##### Information
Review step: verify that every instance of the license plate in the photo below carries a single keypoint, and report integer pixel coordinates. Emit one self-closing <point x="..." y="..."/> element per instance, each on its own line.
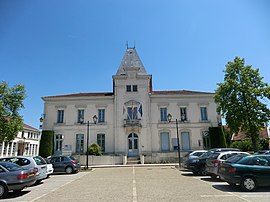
<point x="222" y="169"/>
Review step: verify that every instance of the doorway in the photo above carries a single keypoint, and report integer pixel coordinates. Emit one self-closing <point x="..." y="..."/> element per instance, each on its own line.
<point x="133" y="144"/>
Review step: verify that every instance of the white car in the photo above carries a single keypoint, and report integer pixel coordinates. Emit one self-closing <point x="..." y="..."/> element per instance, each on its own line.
<point x="217" y="158"/>
<point x="35" y="162"/>
<point x="49" y="169"/>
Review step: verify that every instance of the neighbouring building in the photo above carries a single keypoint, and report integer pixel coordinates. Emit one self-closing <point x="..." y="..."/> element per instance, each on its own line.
<point x="133" y="118"/>
<point x="26" y="143"/>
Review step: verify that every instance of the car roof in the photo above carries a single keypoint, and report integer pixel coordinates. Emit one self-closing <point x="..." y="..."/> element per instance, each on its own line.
<point x="224" y="149"/>
<point x="229" y="152"/>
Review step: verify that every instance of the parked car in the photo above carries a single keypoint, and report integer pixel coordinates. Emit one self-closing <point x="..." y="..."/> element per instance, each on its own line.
<point x="28" y="162"/>
<point x="191" y="157"/>
<point x="49" y="169"/>
<point x="198" y="165"/>
<point x="14" y="177"/>
<point x="249" y="172"/>
<point x="66" y="164"/>
<point x="263" y="152"/>
<point x="217" y="158"/>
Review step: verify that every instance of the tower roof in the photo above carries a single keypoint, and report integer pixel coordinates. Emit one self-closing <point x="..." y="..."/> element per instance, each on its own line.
<point x="131" y="60"/>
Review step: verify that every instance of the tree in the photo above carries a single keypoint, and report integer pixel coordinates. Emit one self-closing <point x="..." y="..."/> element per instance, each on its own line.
<point x="94" y="149"/>
<point x="242" y="99"/>
<point x="11" y="102"/>
<point x="46" y="143"/>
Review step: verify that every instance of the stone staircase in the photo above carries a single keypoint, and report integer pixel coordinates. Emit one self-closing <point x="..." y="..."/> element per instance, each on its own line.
<point x="133" y="160"/>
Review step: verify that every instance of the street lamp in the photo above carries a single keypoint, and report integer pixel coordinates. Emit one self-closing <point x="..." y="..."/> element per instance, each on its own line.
<point x="169" y="116"/>
<point x="87" y="136"/>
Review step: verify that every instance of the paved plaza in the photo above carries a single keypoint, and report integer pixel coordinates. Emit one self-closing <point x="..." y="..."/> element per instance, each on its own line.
<point x="137" y="184"/>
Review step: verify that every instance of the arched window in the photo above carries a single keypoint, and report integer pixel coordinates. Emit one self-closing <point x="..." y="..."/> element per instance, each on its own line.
<point x="185" y="141"/>
<point x="164" y="141"/>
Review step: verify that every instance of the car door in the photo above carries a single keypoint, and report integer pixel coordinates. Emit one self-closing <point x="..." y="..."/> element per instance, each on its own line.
<point x="262" y="170"/>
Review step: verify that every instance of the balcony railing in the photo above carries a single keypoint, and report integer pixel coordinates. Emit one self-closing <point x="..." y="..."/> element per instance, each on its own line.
<point x="132" y="123"/>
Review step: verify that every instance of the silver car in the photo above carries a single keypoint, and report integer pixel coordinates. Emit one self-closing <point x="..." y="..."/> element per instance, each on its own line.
<point x="14" y="177"/>
<point x="36" y="162"/>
##########
_Exercise brief_:
Each line above is to be duplicated exactly, and the pictures are to be omitted.

_Answer to the problem_:
Review step: verify that every instance of the license plate in the photo below carries a single keypoint, and report integer pixel coordinates. Emit one self-closing <point x="..." y="..."/> element per instance, each on its own line.
<point x="222" y="169"/>
Review step: verify that every instance of the doorway in the photo above carries a single keypoint, and report integer pixel coordinates. Emit one self-closing <point x="..." y="..."/> element per instance, each on its own line.
<point x="133" y="144"/>
Review step: verify that every instance of the white car in the photo above carries a single keypoint, and report integer pixel coordinates. Emit one self-closing <point x="..." y="..."/> element per instance, each on its own line.
<point x="217" y="158"/>
<point x="35" y="162"/>
<point x="49" y="169"/>
Review step: verify that every instance of the neighbouring building in the photo above carries a single keypoint, and report integer pixel coordinates. Emit one self-closing <point x="..." y="..."/> element per instance, each on its own line.
<point x="133" y="118"/>
<point x="26" y="143"/>
Review step: verify that every instance of the car roof in the photo above carries a single keypoint, and report integer pixel coordinates. Emit one self-closing <point x="..." y="..."/> element per instance, each on its own line.
<point x="224" y="149"/>
<point x="229" y="152"/>
Review step: verify that every instance of the parked car in the photo above carries a single keypoint, and report integer pixel coordinates. Emit one self-closing <point x="..." y="..."/> element per instance, each on its own line.
<point x="28" y="162"/>
<point x="191" y="157"/>
<point x="49" y="169"/>
<point x="198" y="165"/>
<point x="14" y="177"/>
<point x="249" y="172"/>
<point x="66" y="164"/>
<point x="263" y="152"/>
<point x="217" y="158"/>
Review step: verify that every instance of the tower roof in the photo above carries a single keypoint, and report integer pixel coordinates. Emit one self-closing <point x="..." y="..."/> element per instance, each on its own line.
<point x="131" y="60"/>
Review step: verify that every instance of the tree in the photo above carries a single keypoint, and report integer pixel coordinates. Emit one self-closing <point x="..." y="..."/> element per instance, each on its own line.
<point x="94" y="149"/>
<point x="242" y="99"/>
<point x="11" y="102"/>
<point x="46" y="143"/>
Review step: verify that every instance of the stone staircase in the photo above carries a single keypoint, and report integer pixel coordinates. Emit one self-closing <point x="..." y="..."/> element per instance, each on its own line.
<point x="133" y="160"/>
Review step: verify that every instance of the street lamp in the photo above carries a single keypoint, and report integer pixel coordinates. Emit one self-closing <point x="..." y="..."/> element per instance, each on its own line.
<point x="169" y="116"/>
<point x="87" y="136"/>
Review step: verify that every instance of the paved plaza in the photo above carries a single keypoint, and report integer pixel coordinates. Emit one self-closing <point x="..." y="..."/> element per instance, each on its own line.
<point x="137" y="184"/>
Review step: verify that every instance of the arched window in the photo above carries a single keypoint, and report integer pixel coordinates. Emit one self-closing <point x="..." y="..."/> element per instance, each on its own line.
<point x="185" y="141"/>
<point x="164" y="141"/>
Review step: verify that every instance of the car door in the photo above carries a single keypoint, and report integer pixel coordinates. Emit one self-closing <point x="..." y="..."/> element per instance, each on its own line.
<point x="262" y="170"/>
Review step: verify that every instance of the balcony railing in the photo above carries a single keypoint, and report integer pixel coordinates. Emit one self-closing <point x="..." y="..."/> element per instance, each on its own line.
<point x="132" y="123"/>
Review step: verify that every instance of the silver car in the photo above carries a single keypoint, and report integer pixel coordinates. Emit one self-closing <point x="..." y="..."/> element per instance, each on its own line.
<point x="14" y="177"/>
<point x="36" y="162"/>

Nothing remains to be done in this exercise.